** Short exercise **
Reproduce the data below with every occurrence of "Drop one marker per instance" replaced by "Place one point on each instance", changing nothing else. Omit the pictures from your output.

[Object pointing dataset rows]

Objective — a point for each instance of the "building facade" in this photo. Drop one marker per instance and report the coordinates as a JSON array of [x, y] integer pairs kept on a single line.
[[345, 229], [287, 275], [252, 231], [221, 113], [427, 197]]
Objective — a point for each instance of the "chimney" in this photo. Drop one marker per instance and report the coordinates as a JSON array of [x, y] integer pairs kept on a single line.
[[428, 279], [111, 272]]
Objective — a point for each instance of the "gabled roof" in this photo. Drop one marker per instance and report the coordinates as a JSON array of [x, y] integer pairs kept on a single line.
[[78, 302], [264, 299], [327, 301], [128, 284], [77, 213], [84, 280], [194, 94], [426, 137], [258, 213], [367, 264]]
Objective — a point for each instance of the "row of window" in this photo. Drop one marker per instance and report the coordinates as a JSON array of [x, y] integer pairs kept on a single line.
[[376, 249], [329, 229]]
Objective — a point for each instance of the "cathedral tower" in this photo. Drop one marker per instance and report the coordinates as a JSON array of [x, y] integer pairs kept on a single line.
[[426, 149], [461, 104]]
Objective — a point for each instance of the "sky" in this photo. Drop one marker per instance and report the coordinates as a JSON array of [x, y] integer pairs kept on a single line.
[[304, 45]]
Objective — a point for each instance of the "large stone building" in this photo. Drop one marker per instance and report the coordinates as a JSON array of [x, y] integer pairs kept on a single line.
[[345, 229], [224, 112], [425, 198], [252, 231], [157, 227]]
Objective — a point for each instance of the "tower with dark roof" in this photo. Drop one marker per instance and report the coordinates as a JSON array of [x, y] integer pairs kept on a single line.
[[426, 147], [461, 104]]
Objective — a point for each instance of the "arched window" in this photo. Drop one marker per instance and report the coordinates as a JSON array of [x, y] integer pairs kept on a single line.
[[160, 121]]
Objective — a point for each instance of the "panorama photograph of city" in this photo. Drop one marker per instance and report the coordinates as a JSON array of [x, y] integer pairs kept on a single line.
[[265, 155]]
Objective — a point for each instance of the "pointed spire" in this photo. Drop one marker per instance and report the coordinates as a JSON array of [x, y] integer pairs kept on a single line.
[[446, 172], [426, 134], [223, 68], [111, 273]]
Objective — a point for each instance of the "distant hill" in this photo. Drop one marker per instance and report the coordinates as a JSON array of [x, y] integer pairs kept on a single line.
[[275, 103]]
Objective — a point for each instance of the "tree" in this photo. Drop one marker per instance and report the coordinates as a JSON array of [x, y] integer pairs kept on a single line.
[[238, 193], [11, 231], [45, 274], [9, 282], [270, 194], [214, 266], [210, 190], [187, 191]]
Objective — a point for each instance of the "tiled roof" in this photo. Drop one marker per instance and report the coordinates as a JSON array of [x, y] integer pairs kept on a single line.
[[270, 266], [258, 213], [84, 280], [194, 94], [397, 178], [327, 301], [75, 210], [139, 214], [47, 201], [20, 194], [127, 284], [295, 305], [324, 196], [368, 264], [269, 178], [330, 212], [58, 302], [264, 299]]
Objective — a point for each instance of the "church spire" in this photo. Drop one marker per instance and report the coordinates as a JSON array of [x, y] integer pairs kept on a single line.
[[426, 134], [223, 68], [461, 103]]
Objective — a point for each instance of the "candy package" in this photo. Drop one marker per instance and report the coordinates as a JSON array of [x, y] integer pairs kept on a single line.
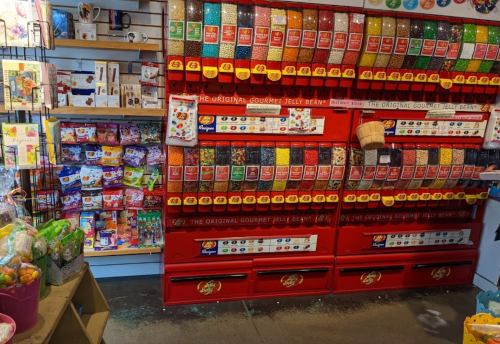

** Exercise response **
Objective — a point for each instance of the "building facade" in this photo. Place one point on each instance and report the coordinates as a JSON array of [x, y] integer pairs kept on a single line.
[[345, 229], [287, 275], [252, 231], [221, 113], [427, 197]]
Objective — a point for each instance of the "chimney" in this photo. Place one point on each instance and report the coordinates as a JSON array of [x, y] integer pairs kept on a single line.
[[428, 279], [111, 272]]
Objective — a point for each instance of the "gabled roof" in this photo. Place one point on each instance and report the coordinates as a JSON array of [x, y] integer pairs kept on a single line.
[[78, 302], [264, 299], [327, 301], [128, 284], [77, 213], [84, 280], [194, 94], [426, 137], [258, 213], [367, 264]]
Objective — a point for each instance of the "row of window" in this photo. Place one point on each instance and report the coordinates as a JSON array of [x, y] integer pairs kept on a single line.
[[376, 249], [329, 229]]
Objective — a point for each instance of the "cathedral tower" in this photo. Place one point on each instance and report the coordinates as a JSON array of [x, y] integer pairs kept on a single line.
[[426, 149], [461, 104]]
Objective — a point for each instance of the "sky" in this photo. Place one point on each instance and report the coordinates as a JSON array of [x, y] integer pairs kept on a single line.
[[304, 45]]
Objective — a point for each instance of the "large stone building" in this photo. Place one point on each instance and report the coordinates as a JSON array of [x, y] integer pairs kept on a single line.
[[345, 229], [224, 112], [425, 198], [252, 231], [157, 227]]
Objective — a point for each instance of the "tower with dark roof" in this photo. Place one point on each instance and report the coordinates as a JSON array of [x, y] integer pairs kept on a single line.
[[426, 147], [461, 104]]
Objective — a point for each instance of the "arched window" in this photo. Place one point on each instance and report the coordinates as a JSON array of [x, y] integer pairs kept on a single line.
[[160, 121]]
Objective — a point for each instance of the "panorama photograph of city" in this photo. Place one point on each instance and report the coordinates as a JSON array of [x, y] integer pairs kept on a single line.
[[265, 155]]
Objective — a point for each instance of the "pointed spire" in this photo. Place one point on each instance and report the coordinates as a JSON array of [x, y] integer pairs kept on a single line.
[[446, 172], [426, 134], [223, 68], [111, 273]]
Objective — a point for each instance of the "distant hill" in this photo. Place one point on each instance and report the coordinates as a JSON array of [x, y] integer pairs kept on a single line.
[[275, 103]]
Objective — a point for each instance of the "tree" in this photo. Place one point on each instance and report the coordinates as a JSON array of [x, y] integer pairs kept on a single line.
[[238, 193], [11, 231], [45, 274], [9, 282], [270, 194], [214, 266], [210, 190], [187, 191]]
Objective — a point for each instance of the "tiled roof" in this photo. Place one point on each instance and report the coordinates as a JSON array of [x, y] integer pairs kept on a single line.
[[270, 266], [258, 213], [84, 280], [194, 94], [397, 178], [327, 301], [75, 210], [139, 214], [47, 201], [20, 194], [127, 284], [295, 305], [324, 196], [368, 264], [269, 178], [330, 212], [58, 302], [264, 299]]
Objective — a point for each instance of the "church spire" in this photo. Place one point on each instance and report the coordinates as a JSON array of [x, y] integer pairs kept on a single line.
[[426, 134], [223, 68], [461, 103]]
Objective — a point for each instance of the "candy package" in this photo. Place one point on each instance and report the coordinates as a JSON array of [x, y] integer pairs kept on a single line.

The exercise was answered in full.